# Turnips Selling For 584 Bells!



## KerysEliza_ (Apr 8, 2020)

Hey,

Turnips in my town are currently selling for 584 bells if anyone would like to come sell!


I will DM dodo code x


Tips are appreciated, but not necessary! I would appreciate: bells, lilies, roses, mums or cosmos. If I am not near the airport, nooks is just to the left, please don’t run through, or steal my flowers. Thanks a lot x


----------



## Vallyn (Apr 8, 2020)

Hey is it ok if I come over and sell some turnips?


----------



## KerysEliza_ (Apr 8, 2020)

Vallyn said:


> Hey is it ok if I come over and sell some turnips?


Yeah feel free, had some communication issues, but got a new code up and running now!


----------



## unravel (Apr 8, 2020)

Ill catch up in a few if thats fine


----------



## Vallyn (Apr 8, 2020)

Ok thank you, on my way now. I might need to make 2 trips, if that's ok. <3


----------



## KerysEliza_ (Apr 8, 2020)

unravel said:


> Ill catch up in a few if thats fine


That’s fine! Planning on being available for a while today!


----------



## Pulpo (Apr 8, 2020)

Hi! Could I go as well? If yes, would you accept a NMT?
Thanks


----------



## KerysEliza_ (Apr 8, 2020)

::::

→ STATED TASK A
Answer these questions about the turnip thread:
(i) For how many bells are turnips selling in the host's town?
(ii) How many trips does Vallyn say might be needed?
(iii) What does Pulpo ask whether the host would accept?
→ STATED TASK B
Continue the forum thread about selling turnips from its last post.
The items here have no connection to the turnip thread.

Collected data
::::

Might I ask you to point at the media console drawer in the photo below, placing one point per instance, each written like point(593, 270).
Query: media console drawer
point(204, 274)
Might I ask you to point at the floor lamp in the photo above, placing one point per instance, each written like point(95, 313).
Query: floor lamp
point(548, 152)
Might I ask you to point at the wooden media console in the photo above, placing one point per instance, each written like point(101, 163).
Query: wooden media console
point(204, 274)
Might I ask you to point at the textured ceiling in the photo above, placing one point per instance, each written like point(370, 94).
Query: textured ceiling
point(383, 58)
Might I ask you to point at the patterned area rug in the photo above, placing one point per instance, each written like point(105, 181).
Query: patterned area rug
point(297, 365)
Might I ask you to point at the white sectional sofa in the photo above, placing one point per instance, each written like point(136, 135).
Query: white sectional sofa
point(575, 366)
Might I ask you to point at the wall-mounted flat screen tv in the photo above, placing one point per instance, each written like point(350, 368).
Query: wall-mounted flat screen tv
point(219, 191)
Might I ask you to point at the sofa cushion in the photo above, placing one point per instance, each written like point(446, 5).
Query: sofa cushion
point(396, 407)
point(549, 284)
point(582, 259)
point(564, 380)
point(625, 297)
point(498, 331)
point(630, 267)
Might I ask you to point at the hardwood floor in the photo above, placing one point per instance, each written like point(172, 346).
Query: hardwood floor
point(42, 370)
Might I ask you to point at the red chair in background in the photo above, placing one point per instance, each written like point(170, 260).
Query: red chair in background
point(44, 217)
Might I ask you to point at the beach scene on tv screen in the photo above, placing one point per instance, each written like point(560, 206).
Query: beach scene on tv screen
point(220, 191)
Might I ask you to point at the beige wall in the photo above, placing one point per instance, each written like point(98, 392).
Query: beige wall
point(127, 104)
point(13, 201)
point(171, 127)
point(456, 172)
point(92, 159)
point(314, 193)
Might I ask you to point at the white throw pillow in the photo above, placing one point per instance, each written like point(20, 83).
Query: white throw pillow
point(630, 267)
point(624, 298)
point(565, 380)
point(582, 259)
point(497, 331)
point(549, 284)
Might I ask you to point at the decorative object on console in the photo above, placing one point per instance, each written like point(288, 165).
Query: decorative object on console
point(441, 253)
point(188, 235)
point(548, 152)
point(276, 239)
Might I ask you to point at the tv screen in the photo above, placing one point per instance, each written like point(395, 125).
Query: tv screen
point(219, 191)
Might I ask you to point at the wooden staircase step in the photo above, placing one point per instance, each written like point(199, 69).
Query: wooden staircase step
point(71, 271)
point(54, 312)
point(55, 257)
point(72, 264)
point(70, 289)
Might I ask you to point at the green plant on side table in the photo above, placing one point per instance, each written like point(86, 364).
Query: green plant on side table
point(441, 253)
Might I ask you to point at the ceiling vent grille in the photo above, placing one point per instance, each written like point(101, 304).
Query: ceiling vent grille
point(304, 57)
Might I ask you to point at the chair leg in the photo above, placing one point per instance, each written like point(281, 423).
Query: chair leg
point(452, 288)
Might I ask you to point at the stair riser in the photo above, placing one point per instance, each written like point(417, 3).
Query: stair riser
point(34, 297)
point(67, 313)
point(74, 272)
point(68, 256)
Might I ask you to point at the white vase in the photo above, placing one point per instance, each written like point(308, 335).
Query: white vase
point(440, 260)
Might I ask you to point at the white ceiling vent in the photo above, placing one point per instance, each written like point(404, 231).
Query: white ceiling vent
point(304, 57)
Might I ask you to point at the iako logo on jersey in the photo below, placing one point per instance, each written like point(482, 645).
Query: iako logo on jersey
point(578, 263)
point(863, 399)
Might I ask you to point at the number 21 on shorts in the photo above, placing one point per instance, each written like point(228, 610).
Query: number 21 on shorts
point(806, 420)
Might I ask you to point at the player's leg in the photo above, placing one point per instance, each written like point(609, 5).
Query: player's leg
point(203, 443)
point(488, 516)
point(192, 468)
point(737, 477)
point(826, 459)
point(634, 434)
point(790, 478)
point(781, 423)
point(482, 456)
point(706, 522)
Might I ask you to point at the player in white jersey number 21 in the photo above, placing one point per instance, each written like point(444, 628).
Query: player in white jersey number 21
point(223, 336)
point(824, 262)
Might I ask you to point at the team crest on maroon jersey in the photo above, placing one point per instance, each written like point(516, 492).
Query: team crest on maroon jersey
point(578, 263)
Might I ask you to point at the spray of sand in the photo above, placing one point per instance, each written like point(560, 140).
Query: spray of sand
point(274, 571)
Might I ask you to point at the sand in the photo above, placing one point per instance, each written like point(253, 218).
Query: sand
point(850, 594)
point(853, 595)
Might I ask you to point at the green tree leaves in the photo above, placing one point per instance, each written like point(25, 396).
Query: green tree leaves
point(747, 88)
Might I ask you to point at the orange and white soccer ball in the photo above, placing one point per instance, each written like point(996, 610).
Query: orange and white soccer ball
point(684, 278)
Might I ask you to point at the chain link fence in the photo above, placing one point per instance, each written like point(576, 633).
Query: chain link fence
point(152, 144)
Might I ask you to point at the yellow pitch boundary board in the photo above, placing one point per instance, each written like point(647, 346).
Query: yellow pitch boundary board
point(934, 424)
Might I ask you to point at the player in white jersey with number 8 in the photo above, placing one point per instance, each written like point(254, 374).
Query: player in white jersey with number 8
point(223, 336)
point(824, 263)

::::

→ EXPECTED OUTPUT A
(i) 584 bells
(ii) 2 trips
(iii) A NMT

→ EXPECTED OUTPUT B
Omg I don’t know what’s happening. I’ll try to get one more dodo code, then I’ll try via friend codes. I’ll update the main post once the new code is available x


----------



## Azrael (Apr 8, 2020)

KerysEliza_ said:


> Omg I don’t know what’s happening. I’ll try to get one more dodo code, then I’ll try via friend codes. I’ll update the main post once the new code is available x



posting an open code means anyone can come visit (even guests visiting the forum). it’s better to private message Dodo codes to people even though that’s more work for you.


----------



## unravel (Apr 8, 2020)

Hi kindly private message ur dodo code instead?


----------



## Fawning (Apr 8, 2020)

Can I come over please?


----------



## Zorca99 (Apr 8, 2020)

Hi there. Let me know if you still have any DM slots available, thank you.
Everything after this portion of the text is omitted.